■ **Exercise instructions**
Reproduce each of the items below word for word, with nothing changed.

* Begin Given records *

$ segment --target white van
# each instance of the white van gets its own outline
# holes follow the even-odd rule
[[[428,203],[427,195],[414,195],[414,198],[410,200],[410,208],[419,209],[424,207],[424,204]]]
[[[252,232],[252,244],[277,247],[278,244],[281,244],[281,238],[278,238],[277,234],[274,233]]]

* End Given records *

■ **Worked solution**
$ segment --target white van
# each instance of the white van gets its own outline
# holes follow the even-odd rule
[[[428,203],[427,195],[414,195],[414,198],[410,200],[410,208],[419,209],[424,207],[424,204]]]
[[[252,232],[252,244],[277,247],[278,244],[281,244],[281,238],[278,238],[277,234],[274,233]]]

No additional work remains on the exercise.